Extract to read
Into the Unknown - A Story

 

Logbook date - October 1987:
It was 4 a.m. in eastern Java, and my bus stopped at an empty crossroads after an 11+ hour sleepless overnight ride from Bali. The driver gestured abruptly for me to get off - this was my stop. The early hours were still inky black and there was not a single other soul to be seen in the darkness.

Fatigued after an 11 hour overnight bus ride, after my sunrise walk to the active volcano, Mt. Bromo in the far left distance, Java, Indonesia. 1987

Fatigued after an 11 hour overnight bus ride, after my sunrise walk to the active volcano, Mt. Bromo in the far left distance, Java, Indonesia. 1987

I had heard about the glorious sunrise walk across the flats to the active volcano Mt. Bromo. Most everything I learned about South East Asia was from my dog-eared Lonely Planet guidebook or tales from other travelers (not always reliable). This of course was very pre-internet, so you leapt off the deep end and hoped for the best.

I wasn’t sure this was for the best. No sign posts, nothing. But I de-boarded the bus hoping to God I wouldn’t make tomorrow’s news.

After blinking in the darkness for some time, trying not to panic, some headlights approached me, and a taxi offered me a lift out to the volcano. As a young single woman traveling solo, it’s not intuitive to get into a strange man’s car, especially in the middle of “nowhere”. But I gulped and decided to trust my ride, and was thankful I did. By the time we got to the trail, as dawn’s light was just starting to show, there were a few other travelers already walking out to the peak.

I followed the path behind the others, assuming they knew more than I. By the rising sun we were able to find our way, and scaled the side of the volcano to view it’s belching crater.

Information shown
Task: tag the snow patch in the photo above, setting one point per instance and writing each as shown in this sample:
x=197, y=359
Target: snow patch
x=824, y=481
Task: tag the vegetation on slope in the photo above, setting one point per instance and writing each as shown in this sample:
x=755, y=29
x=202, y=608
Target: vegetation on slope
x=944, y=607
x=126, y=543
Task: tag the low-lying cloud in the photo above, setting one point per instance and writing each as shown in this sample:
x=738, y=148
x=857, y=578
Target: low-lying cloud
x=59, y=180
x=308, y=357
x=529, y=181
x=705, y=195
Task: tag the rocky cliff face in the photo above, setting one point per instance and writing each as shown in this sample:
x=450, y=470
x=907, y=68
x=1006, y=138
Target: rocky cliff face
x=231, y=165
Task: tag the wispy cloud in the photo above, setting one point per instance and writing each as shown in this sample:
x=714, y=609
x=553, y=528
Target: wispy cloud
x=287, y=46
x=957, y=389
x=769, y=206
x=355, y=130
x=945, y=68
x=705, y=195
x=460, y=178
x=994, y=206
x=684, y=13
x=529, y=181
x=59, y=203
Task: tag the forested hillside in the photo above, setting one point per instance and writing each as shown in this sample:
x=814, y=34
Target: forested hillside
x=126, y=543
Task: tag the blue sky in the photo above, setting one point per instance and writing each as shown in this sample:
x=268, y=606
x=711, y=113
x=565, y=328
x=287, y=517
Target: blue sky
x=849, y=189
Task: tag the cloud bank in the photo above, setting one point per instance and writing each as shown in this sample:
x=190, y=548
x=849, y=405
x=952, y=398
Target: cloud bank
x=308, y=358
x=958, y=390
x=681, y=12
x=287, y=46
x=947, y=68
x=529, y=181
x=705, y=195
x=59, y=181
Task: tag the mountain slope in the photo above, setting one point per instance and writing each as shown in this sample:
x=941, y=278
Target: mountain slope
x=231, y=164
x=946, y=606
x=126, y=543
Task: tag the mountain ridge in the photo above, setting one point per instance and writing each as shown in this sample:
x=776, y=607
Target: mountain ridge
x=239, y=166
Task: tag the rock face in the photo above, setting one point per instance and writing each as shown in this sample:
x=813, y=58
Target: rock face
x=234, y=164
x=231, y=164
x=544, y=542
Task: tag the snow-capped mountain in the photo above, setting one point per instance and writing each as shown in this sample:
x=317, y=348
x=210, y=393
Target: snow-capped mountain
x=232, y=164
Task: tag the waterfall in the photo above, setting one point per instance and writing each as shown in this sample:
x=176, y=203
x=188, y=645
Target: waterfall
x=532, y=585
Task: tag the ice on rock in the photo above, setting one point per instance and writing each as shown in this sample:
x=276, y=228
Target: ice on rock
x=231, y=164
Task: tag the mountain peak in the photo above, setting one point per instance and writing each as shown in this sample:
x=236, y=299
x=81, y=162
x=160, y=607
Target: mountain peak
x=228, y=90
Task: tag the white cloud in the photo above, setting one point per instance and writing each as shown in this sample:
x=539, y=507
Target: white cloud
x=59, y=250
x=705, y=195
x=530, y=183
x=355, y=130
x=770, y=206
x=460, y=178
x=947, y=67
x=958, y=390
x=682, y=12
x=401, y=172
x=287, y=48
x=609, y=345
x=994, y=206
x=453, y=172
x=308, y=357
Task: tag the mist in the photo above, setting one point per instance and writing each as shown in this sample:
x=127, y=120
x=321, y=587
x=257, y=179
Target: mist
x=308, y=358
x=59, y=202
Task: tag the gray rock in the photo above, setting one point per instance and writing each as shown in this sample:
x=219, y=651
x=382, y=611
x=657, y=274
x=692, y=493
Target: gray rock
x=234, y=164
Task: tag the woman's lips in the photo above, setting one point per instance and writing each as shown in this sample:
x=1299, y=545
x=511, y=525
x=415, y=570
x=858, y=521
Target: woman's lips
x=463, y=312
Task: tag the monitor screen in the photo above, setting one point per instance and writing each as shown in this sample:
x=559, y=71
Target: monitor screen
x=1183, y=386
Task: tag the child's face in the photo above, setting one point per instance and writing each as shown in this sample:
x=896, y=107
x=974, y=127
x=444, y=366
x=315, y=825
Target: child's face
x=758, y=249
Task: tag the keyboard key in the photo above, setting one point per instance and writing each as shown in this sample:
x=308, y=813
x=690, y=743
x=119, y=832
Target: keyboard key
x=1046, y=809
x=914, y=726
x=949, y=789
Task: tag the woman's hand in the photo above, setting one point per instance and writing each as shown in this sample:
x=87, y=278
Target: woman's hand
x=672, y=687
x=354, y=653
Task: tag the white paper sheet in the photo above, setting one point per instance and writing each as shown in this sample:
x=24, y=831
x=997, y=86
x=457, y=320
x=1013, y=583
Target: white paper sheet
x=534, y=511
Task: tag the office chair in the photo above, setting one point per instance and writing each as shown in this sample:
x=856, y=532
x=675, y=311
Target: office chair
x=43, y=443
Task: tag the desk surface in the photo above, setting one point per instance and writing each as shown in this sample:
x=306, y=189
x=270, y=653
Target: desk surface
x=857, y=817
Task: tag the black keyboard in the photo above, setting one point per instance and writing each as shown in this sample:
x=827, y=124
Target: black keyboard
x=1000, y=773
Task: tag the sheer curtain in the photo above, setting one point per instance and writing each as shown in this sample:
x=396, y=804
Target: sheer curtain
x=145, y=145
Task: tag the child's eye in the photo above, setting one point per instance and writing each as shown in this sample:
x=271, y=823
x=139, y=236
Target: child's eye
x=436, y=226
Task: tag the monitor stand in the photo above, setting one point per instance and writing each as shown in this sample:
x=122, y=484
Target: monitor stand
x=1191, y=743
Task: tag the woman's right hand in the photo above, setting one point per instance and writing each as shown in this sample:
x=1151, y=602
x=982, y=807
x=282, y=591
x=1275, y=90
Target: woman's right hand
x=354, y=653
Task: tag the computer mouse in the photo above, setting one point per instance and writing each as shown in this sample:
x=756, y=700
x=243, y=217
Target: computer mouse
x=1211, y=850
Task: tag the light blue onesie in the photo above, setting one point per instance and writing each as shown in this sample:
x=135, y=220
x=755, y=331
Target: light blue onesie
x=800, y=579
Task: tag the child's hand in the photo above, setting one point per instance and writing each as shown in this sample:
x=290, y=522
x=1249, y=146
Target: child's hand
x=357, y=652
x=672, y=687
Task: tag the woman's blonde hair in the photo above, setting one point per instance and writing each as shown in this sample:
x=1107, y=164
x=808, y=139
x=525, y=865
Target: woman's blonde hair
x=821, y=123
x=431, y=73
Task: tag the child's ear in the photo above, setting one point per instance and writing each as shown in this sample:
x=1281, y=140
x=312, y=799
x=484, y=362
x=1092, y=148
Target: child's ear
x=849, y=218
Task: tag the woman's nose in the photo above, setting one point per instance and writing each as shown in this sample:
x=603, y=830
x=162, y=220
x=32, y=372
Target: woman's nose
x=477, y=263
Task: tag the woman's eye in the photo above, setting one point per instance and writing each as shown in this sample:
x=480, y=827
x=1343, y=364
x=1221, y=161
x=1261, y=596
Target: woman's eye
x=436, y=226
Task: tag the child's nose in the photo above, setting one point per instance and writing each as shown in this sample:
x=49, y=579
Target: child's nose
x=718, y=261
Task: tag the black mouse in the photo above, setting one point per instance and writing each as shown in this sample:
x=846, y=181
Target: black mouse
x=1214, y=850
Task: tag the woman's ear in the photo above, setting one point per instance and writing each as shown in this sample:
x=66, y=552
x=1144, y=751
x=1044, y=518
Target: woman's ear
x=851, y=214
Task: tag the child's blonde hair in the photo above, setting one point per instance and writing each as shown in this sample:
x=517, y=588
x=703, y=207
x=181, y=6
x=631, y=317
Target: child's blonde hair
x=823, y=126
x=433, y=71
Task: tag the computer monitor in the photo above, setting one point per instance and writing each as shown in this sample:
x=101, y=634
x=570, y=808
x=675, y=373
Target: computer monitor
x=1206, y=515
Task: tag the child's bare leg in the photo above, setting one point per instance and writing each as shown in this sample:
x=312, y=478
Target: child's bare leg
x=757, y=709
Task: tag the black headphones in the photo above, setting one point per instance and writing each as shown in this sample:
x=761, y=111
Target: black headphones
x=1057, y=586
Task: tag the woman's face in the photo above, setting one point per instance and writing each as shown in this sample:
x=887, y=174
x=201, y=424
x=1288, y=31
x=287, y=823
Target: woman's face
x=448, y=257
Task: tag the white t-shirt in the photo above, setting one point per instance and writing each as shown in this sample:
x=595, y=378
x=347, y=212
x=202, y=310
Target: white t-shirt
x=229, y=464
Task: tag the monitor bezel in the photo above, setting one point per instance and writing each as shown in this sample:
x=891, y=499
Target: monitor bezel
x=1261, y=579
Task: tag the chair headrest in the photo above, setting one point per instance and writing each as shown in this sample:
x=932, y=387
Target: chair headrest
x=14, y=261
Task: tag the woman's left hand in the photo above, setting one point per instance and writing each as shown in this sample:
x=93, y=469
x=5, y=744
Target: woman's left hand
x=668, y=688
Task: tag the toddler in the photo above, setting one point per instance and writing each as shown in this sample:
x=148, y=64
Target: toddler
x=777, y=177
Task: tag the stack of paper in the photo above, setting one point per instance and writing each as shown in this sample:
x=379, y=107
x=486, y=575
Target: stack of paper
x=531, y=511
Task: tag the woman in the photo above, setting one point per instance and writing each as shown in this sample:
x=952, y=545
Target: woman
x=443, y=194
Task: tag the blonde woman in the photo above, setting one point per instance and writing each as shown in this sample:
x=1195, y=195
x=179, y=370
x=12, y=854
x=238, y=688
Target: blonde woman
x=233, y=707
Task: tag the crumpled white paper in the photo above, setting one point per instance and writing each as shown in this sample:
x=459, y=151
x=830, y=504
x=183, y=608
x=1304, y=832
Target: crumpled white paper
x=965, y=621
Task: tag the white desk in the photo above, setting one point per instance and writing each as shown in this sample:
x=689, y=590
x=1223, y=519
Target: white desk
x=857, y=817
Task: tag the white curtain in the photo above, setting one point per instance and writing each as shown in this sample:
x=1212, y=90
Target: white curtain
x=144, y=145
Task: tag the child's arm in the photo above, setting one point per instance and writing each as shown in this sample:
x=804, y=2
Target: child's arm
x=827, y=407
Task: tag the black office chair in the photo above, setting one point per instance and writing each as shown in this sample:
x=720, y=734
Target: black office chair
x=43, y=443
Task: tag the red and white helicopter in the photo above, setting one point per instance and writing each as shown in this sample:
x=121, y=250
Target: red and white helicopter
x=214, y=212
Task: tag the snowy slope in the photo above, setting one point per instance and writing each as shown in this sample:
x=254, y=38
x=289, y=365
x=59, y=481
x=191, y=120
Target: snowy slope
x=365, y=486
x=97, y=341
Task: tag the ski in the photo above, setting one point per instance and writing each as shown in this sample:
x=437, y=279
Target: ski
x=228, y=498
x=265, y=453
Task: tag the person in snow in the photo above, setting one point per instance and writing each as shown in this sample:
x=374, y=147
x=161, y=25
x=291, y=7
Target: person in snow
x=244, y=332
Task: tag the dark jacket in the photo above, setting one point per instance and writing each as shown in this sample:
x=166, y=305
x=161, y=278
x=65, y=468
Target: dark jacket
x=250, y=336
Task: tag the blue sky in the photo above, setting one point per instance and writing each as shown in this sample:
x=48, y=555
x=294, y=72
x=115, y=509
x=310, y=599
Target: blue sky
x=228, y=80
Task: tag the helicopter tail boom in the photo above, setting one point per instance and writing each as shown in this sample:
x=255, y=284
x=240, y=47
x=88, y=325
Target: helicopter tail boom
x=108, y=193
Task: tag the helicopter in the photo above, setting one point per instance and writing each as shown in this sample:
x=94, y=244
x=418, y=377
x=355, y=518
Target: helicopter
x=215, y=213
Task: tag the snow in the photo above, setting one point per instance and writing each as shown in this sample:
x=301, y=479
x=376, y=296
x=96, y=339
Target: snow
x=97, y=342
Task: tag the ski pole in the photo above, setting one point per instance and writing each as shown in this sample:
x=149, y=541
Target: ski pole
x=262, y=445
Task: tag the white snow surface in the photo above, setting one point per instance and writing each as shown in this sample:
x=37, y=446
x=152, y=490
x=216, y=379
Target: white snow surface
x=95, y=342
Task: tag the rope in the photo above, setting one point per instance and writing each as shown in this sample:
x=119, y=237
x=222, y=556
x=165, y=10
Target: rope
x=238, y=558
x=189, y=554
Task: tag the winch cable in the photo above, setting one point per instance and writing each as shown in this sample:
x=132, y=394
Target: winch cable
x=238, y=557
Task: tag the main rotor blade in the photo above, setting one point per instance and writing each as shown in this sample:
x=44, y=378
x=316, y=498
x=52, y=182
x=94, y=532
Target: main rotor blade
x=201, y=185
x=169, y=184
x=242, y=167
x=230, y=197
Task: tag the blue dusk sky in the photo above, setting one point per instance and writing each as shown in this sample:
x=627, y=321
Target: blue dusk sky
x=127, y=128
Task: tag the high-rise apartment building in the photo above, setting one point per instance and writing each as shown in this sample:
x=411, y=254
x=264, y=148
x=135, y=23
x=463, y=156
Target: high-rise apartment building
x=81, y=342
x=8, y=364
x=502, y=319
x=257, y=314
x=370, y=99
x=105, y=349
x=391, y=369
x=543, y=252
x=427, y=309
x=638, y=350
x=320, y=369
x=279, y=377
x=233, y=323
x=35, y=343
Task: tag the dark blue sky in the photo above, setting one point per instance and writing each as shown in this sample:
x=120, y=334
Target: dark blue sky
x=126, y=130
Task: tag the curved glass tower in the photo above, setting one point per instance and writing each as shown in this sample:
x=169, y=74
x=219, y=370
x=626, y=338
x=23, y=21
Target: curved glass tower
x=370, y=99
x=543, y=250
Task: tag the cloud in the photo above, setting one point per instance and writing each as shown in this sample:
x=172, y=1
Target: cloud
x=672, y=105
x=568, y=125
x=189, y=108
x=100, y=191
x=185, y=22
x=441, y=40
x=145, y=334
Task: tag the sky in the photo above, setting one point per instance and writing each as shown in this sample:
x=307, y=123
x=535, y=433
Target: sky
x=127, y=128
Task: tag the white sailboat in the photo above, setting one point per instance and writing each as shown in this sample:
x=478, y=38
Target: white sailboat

Given request A
In the travel story, what time was it when the bus stopped at the crossroads in eastern Java?
Given request B
Reproduce the travel story word for word from "I wasn’t sure" to "it’s belching crater.".

Result A
It was 4 a.m.

Result B
I wasn’t sure this was for the best. No sign posts, nothing. But I de-boarded the bus hoping to God I wouldn’t make tomorrow’s news.

After blinking in the darkness for some time, trying not to panic, some headlights approached me, and a taxi offered me a lift out to the volcano. As a young single woman traveling solo, it’s not intuitive to get into a strange man’s car, especially in the middle of “nowhere”. But I gulped and decided to trust my ride, and was thankful I did. By the time we got to the trail, as dawn’s light was just starting to show, there were a few other travelers already walking out to the peak.

I followed the path behind the others, assuming they knew more than I. By the rising sun we were able to find our way, and scaled the side of the volcano to view it’s belching crater.